* **TASK GOAL**: From the listing below, set down exactly the lines between the one holding "[1144, 327]" and the one holding "[1062, 611]", inclusive. No other line is wanted.
= = = = =
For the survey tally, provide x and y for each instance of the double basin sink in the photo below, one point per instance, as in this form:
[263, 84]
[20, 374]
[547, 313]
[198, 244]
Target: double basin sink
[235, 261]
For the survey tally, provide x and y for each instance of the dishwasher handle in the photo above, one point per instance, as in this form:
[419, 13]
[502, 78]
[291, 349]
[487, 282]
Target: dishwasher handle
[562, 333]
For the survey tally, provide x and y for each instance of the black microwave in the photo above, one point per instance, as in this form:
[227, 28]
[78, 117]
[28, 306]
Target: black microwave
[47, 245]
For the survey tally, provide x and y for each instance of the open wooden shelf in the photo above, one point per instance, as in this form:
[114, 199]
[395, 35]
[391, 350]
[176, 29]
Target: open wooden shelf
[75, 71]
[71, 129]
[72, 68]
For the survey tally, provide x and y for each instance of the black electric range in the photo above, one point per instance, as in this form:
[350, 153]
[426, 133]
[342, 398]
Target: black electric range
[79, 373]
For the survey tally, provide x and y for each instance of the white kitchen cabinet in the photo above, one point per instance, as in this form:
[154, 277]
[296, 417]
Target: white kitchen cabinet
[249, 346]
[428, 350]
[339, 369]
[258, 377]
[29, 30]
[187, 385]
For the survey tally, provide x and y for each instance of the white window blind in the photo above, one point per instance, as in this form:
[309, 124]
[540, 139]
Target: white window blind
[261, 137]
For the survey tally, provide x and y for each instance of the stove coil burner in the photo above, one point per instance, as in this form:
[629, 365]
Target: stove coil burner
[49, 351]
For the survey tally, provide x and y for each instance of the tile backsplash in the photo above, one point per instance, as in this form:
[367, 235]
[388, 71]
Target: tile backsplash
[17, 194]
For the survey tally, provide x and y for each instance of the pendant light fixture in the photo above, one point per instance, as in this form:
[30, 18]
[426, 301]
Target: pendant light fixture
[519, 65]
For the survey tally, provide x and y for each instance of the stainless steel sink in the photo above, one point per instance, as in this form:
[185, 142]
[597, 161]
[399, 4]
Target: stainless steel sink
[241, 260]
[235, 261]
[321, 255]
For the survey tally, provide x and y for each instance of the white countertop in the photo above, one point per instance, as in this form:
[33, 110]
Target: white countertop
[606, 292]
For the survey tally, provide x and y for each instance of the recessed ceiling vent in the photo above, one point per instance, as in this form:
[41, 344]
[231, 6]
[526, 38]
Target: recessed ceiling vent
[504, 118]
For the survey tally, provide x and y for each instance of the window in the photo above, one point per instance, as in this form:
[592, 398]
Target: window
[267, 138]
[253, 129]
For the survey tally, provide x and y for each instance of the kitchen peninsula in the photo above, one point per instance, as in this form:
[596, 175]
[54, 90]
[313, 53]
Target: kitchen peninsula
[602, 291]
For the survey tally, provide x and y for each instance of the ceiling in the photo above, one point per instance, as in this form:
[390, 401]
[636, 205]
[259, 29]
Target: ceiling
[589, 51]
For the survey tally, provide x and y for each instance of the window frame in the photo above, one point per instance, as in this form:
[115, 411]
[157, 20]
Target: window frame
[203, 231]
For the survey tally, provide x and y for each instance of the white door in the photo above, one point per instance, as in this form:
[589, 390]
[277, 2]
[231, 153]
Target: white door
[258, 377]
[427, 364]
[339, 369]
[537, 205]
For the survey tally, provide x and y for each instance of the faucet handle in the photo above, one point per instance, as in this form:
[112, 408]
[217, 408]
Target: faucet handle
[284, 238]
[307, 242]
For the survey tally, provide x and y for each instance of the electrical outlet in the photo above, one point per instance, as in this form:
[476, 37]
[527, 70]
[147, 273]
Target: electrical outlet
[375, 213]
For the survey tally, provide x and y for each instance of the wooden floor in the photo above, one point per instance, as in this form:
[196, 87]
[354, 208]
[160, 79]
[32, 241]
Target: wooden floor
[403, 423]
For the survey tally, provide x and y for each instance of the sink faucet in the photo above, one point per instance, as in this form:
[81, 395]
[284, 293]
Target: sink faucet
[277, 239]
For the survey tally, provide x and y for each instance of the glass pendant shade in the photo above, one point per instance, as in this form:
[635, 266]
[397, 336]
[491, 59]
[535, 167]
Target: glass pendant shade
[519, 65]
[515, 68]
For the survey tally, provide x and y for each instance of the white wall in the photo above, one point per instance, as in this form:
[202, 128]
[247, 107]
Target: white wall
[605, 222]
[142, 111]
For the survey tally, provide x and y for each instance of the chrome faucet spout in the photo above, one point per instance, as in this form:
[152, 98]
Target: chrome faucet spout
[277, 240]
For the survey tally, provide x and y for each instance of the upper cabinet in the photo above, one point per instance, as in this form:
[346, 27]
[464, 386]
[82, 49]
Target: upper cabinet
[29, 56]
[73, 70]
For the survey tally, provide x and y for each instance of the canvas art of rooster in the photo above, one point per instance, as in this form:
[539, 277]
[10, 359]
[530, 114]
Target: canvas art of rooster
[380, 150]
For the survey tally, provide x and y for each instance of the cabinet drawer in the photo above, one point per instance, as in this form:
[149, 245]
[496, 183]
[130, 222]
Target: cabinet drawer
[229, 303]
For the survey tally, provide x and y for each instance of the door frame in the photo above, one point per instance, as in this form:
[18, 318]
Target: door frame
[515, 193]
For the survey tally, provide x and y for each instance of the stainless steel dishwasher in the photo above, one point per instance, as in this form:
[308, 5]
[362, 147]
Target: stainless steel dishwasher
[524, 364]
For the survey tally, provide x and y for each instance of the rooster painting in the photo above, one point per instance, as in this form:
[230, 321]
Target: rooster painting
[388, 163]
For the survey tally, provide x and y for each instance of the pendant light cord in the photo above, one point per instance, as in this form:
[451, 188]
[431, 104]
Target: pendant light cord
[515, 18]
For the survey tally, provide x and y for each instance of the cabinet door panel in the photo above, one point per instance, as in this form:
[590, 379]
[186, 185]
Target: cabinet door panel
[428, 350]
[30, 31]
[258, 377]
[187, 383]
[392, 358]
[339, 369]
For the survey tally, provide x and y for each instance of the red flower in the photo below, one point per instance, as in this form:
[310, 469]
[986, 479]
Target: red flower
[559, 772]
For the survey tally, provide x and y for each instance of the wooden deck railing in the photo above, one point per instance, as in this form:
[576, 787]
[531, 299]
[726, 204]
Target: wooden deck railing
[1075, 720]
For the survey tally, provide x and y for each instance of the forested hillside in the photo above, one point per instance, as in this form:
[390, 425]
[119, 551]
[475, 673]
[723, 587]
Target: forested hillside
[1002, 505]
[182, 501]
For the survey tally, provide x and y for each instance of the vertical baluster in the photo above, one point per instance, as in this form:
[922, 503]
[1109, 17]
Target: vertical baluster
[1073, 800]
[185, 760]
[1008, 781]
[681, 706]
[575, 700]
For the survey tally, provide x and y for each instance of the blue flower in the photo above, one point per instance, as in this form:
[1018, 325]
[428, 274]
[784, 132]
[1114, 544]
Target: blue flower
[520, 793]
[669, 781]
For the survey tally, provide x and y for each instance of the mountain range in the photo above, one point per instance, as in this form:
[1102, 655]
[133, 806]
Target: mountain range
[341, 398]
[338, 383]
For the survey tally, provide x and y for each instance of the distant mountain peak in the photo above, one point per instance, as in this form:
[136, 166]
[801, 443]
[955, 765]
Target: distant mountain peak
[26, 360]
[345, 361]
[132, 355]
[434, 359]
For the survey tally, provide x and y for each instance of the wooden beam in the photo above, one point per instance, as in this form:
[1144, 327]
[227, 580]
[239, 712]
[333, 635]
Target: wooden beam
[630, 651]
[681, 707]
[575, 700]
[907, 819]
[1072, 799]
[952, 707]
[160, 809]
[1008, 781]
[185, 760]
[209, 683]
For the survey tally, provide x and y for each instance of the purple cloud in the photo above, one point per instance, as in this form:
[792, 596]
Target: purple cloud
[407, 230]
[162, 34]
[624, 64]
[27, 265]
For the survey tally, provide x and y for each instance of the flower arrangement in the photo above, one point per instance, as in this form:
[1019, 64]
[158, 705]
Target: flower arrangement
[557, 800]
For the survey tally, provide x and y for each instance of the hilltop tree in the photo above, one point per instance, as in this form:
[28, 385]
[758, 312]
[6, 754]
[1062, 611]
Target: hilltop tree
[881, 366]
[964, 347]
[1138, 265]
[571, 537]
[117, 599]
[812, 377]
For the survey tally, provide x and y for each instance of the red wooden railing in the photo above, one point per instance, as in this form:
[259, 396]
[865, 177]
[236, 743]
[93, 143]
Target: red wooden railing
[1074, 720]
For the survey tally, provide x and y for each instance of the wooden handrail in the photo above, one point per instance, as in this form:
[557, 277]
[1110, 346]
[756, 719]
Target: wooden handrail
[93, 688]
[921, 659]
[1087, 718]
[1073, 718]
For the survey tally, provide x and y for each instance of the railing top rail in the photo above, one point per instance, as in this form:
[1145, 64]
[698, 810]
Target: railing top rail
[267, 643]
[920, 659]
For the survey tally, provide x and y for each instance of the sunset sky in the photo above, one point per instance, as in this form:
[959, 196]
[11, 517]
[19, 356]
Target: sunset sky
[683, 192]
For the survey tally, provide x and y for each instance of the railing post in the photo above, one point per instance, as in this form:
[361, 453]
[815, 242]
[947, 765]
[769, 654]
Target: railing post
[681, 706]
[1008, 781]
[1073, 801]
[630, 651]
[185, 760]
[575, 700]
= = = = =
* **EXERCISE RESULT**:
[1144, 327]
[227, 580]
[239, 712]
[333, 635]
Target: wooden beam
[630, 651]
[681, 707]
[575, 700]
[907, 819]
[1072, 799]
[952, 707]
[160, 809]
[1008, 781]
[185, 760]
[209, 683]
For the survey tally, provide x and y for each instance of the purple cloud in the photo above, one point per instance, as in this form:
[792, 596]
Target: purple cloud
[407, 230]
[162, 34]
[624, 64]
[27, 265]
For the survey tally, provide x and y for each instance of the flower arrangement in the photo above, one point per instance, as in this form:
[1019, 64]
[158, 705]
Target: flower arrangement
[557, 800]
For the survey tally, provide x and y for each instance of the hilltop tree in the photo above, one point per instance, as in this form:
[28, 385]
[758, 312]
[6, 754]
[1062, 611]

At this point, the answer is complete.